Creating optical water types from hyperspectral PACE data#

Author: Ryan Vandermeulen (NOAA)
Last updated: October 16, 2025

Colab Badge JupyterHub Badge Download Badge JupyterHub

Introduction#

In the previous tutorial, we explored how to analyze sensitive metrics of change in the ocean using R\(_{rs}\) and derived indices.

We’re going to stay on that same theme, but take a slightly different approach. Optical water type (OWT) classification provides a way to isolate distinct reflectance signatures and track them across time and space. A few years ago, our astute NOAA colleague Jianwei Wei compiled a large database of in situ and simulated hyperspectral reflectance data and, using k-means clustering, statistically determined that marine water masses around the globe generally fall into 23 distinct optical water classes (see below). You can also check it out in Wei et al. (2022).

23 optical water types

Using the average shape of these optical water classes as a reference point, we can essentially “match” our hyperspectral PACE data at every pixel, and assign it to one of those 23 shapes. The key advantage here is that we can put our data into a rigid and consistent classification system that clearly demarks areas with specific optical features. It’s like being on a kitchy tour group and having everyone wear matching bright t-shirts so you can find one another… sort of. Note, this is not currently a distributed PACE data product, but it has been generating interest among our scientists at NOAA Fisheries, so now, we extend this capability to you all!

So here’s the plan. We’re going to load those 23 distinct reference spectra and try our hand at a very simple, but effective, spectral matching technique. We will then assign each pixel in a PACE image to a water class number and voila! - We will have the ability to generate a mapped image of hyperspectral optical water types.

[Labeled shape records]
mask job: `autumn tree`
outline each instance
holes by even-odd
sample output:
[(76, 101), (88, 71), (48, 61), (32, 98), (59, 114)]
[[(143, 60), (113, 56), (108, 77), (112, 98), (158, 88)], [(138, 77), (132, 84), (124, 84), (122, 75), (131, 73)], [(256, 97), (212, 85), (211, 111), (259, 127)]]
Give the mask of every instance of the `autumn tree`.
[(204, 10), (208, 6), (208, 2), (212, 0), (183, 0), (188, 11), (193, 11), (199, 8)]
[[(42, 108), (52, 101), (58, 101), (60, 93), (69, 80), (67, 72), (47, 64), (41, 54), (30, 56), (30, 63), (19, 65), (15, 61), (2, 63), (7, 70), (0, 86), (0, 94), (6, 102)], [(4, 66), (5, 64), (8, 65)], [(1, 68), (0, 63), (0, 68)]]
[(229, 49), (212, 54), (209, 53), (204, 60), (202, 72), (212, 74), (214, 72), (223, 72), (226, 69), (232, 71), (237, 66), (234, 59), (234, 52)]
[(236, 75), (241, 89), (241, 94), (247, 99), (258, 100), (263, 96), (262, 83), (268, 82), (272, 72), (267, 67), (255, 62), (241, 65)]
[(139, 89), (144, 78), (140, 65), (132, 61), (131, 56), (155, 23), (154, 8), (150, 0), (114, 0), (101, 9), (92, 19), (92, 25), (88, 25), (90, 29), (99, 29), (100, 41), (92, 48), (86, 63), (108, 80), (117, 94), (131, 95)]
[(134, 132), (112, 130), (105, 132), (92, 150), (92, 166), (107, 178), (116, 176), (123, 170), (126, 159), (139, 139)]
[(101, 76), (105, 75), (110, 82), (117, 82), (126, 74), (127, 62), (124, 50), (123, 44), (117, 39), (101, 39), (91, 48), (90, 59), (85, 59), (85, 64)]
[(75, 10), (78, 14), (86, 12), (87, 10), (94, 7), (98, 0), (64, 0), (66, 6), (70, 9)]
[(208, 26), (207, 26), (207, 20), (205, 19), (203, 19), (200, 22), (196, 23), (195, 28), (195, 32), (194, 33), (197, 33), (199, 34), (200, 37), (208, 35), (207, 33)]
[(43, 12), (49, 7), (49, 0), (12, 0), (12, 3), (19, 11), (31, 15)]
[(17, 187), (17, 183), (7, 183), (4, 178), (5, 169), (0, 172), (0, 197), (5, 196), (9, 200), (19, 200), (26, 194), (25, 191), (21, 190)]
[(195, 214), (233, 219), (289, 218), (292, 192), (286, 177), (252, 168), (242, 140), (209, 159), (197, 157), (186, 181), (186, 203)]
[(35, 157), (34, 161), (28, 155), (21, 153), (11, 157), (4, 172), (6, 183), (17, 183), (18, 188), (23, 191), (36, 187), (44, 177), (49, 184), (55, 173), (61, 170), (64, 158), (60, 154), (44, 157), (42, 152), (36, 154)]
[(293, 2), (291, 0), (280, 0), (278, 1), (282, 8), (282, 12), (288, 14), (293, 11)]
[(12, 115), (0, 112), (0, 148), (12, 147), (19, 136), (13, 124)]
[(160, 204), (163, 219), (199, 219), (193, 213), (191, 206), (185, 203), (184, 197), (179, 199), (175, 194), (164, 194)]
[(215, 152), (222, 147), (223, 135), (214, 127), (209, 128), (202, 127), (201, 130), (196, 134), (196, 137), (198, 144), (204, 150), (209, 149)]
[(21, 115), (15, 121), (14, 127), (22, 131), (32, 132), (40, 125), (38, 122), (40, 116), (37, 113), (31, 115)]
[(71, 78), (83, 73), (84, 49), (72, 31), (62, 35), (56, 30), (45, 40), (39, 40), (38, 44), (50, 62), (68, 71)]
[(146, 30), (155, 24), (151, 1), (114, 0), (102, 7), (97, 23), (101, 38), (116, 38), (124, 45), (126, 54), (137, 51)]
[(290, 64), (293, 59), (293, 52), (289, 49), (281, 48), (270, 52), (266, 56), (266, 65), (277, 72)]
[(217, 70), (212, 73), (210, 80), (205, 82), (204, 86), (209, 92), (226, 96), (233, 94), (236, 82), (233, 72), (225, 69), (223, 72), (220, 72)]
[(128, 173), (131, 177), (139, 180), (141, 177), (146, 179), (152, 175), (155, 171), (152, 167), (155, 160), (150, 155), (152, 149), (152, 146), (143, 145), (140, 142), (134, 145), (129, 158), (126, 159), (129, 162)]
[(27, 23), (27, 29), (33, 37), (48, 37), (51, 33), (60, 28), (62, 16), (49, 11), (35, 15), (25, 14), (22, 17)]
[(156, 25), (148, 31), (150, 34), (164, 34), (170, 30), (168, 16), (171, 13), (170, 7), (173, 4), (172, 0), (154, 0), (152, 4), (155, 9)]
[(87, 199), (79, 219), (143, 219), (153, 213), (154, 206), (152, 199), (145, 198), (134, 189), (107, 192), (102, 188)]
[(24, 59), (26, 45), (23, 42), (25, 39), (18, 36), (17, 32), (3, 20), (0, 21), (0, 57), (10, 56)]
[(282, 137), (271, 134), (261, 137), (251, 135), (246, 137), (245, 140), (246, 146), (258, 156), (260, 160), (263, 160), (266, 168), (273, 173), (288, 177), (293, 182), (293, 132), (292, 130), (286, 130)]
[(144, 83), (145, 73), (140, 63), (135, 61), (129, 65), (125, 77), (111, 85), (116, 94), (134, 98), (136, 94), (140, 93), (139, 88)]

Directives:
1. In the optical water types tutorial, what statistical method was used to sort the reflectance data into distinct water classes?
2. From the optical water types tutorial, reproduce word for word the passage between "Using the average" and "to you all!", inclusive.

Task solutions:
1. K-means clustering.

2.
Using the average shape of these optical water classes as a reference point, we can essentially “match” our hyperspectral PACE data at every pixel, and assign it to one of those 23 shapes. The key advantage here is that we can put our data into a rigid and consistent classification system that clearly demarks areas with specific optical features. It’s like being on a kitchy tour group and having everyone wear matching bright t-shirts so you can find one another… sort of. Note, this is not currently a distributed PACE data product, but it has been generating interest among our scientists at NOAA Fisheries, so now, we extend this capability to you all!